**ABOUT THIS TASK**
Starting at the line that holds "form [93, 323]." and stopping at the line that holds "form [455, 178].", restate the records below word for word, with both of those lines included.

**DATA RECORDS**
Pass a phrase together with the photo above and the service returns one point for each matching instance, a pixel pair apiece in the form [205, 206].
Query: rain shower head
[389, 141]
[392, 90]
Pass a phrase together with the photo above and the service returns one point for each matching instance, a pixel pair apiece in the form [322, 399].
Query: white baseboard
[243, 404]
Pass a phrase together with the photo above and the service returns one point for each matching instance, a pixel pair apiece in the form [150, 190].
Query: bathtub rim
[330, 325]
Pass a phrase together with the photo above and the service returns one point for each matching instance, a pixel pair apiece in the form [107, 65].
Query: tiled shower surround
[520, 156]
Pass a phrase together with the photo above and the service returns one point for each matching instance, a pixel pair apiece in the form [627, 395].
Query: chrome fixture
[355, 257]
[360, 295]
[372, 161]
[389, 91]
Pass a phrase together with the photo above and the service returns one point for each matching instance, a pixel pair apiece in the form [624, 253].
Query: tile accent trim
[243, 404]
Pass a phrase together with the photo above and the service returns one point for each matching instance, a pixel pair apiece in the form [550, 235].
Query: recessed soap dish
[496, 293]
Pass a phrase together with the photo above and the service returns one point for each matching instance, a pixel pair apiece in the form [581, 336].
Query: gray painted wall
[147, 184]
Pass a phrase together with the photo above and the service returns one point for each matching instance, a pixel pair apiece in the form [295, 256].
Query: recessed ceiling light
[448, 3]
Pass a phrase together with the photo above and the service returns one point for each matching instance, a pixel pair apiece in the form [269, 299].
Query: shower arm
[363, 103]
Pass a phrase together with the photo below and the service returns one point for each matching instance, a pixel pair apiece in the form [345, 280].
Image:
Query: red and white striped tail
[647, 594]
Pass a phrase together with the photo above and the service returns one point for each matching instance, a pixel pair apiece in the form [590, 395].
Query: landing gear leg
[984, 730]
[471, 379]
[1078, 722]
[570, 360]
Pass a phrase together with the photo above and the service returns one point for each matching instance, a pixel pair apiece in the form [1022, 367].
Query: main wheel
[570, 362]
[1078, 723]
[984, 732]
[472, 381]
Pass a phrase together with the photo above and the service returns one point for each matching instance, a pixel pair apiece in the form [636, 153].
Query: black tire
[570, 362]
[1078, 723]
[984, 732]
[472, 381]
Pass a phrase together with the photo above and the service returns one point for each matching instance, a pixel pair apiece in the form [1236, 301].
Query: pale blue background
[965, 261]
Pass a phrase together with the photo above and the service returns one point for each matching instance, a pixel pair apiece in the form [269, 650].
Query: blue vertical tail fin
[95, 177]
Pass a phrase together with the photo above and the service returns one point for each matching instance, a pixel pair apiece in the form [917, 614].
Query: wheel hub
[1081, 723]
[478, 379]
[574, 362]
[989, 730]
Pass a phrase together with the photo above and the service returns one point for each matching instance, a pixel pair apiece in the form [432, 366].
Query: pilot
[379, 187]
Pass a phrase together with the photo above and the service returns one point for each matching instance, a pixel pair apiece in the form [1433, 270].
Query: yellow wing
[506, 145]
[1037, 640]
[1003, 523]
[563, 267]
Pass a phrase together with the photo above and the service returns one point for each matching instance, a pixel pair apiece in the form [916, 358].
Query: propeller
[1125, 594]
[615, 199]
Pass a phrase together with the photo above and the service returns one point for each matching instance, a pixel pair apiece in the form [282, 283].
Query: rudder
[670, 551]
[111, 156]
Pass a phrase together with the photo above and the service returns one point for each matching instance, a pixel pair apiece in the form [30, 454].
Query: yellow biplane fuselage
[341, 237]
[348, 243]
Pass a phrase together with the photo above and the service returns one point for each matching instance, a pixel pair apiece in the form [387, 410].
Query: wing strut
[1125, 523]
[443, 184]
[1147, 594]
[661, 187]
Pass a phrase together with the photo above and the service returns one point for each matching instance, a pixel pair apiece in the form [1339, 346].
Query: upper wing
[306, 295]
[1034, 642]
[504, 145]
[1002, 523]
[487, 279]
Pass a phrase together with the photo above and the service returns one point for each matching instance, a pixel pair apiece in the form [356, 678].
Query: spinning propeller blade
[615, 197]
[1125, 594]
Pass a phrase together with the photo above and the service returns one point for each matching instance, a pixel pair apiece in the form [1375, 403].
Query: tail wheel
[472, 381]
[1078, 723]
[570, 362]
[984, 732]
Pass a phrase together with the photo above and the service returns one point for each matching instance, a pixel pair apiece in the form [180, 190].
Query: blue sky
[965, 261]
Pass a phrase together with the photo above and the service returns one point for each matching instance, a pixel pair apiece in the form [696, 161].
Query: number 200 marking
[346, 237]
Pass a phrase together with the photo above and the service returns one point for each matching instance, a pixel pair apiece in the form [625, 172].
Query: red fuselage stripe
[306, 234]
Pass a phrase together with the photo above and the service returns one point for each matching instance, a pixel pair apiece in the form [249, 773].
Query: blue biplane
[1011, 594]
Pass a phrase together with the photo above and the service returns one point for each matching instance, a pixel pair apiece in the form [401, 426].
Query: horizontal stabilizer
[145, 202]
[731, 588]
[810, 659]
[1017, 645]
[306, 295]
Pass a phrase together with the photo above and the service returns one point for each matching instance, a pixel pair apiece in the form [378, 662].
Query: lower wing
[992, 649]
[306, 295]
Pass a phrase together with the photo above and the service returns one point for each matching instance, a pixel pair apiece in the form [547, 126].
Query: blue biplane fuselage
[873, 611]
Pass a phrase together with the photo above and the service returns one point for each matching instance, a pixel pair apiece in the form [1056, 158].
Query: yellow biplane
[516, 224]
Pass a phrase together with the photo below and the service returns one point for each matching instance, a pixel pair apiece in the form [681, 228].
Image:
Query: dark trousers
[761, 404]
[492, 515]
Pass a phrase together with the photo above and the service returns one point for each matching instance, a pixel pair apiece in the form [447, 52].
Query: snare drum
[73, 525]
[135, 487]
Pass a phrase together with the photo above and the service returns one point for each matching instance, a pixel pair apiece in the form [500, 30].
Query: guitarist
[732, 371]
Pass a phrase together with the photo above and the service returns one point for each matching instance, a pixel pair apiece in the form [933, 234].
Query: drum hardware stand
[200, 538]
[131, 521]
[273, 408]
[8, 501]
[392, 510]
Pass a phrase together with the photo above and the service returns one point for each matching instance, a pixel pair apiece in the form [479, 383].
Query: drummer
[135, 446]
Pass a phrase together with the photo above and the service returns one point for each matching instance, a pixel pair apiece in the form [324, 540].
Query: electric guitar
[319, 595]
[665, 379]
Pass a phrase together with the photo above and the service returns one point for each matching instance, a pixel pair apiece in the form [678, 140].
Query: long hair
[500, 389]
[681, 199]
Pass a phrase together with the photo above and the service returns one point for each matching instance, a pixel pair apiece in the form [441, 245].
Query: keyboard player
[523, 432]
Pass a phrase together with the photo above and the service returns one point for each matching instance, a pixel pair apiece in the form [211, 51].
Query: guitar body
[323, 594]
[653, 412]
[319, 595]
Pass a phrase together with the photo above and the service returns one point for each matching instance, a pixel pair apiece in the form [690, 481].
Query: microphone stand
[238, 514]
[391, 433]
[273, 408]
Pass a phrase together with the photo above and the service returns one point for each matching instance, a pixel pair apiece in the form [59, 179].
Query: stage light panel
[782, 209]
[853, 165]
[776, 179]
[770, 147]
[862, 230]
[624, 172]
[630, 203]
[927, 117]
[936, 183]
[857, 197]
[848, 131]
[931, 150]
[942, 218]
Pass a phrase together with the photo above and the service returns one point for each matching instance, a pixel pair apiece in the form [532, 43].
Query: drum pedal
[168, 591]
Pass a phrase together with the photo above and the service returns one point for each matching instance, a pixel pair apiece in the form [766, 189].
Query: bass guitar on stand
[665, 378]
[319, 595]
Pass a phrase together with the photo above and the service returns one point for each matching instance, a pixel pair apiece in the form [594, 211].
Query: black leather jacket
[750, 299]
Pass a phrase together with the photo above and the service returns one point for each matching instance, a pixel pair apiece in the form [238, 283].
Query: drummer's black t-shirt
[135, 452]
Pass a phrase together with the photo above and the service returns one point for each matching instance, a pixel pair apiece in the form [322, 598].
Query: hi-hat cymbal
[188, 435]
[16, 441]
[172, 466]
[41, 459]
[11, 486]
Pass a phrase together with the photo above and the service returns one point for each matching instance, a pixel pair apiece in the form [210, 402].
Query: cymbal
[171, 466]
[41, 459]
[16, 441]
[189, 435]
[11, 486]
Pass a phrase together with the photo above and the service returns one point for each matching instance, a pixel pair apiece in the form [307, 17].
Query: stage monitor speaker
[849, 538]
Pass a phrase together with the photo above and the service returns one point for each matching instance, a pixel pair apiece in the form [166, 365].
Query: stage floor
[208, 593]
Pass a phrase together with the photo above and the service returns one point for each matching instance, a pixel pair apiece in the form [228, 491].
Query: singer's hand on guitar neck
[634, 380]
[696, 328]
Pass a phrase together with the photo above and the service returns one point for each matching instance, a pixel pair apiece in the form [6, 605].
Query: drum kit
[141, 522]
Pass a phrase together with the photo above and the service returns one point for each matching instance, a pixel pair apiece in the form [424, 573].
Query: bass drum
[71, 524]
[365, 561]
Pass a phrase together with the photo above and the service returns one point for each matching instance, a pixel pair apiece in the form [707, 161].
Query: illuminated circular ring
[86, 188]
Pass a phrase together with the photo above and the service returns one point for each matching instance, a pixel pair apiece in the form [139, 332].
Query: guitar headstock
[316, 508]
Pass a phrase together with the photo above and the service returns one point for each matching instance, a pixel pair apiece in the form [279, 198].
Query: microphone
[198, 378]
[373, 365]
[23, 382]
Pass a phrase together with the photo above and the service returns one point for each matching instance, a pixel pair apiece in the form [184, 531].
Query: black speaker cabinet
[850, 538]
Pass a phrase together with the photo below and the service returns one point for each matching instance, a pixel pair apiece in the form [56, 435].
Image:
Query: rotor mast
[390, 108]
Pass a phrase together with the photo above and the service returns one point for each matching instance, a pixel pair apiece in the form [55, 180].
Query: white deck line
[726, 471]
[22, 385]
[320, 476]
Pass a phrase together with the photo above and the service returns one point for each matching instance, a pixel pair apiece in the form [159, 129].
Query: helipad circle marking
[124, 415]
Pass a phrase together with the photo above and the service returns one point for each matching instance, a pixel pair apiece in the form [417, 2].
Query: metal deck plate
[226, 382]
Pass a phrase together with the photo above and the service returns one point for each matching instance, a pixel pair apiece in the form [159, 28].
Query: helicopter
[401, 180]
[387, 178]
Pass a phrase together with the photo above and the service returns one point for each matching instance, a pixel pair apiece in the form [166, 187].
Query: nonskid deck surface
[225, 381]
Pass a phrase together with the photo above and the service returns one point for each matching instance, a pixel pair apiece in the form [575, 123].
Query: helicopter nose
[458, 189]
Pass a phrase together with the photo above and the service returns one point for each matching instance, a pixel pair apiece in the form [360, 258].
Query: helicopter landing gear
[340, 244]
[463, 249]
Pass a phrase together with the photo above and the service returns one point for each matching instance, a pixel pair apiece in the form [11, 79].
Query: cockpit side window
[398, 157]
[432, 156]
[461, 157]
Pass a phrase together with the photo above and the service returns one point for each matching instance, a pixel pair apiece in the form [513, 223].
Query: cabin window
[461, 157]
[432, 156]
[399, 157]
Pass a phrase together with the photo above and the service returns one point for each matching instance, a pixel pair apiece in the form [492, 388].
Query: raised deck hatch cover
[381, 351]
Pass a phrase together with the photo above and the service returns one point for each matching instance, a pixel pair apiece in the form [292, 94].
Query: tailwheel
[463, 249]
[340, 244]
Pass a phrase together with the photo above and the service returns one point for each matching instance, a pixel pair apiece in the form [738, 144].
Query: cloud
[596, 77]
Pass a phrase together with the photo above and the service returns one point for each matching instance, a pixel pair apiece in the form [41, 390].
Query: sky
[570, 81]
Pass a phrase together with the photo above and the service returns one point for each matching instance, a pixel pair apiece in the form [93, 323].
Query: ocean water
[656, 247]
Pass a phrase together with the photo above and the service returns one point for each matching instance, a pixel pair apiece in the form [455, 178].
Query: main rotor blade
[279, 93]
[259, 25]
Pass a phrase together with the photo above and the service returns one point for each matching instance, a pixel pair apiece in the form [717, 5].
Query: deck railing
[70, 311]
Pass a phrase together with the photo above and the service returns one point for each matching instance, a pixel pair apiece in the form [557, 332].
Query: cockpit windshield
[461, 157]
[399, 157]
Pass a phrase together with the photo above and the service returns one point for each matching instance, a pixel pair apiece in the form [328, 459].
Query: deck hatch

**ANSWER**
Pass a phrase together with the photo above and the service returns one point for each matching instance, a pixel pair apiece in the form [93, 323].
Query: ocean water
[656, 247]
Pass a phrase together with the photo above and the service returns one point for each matching instance, a pixel pair apiece in the form [455, 178].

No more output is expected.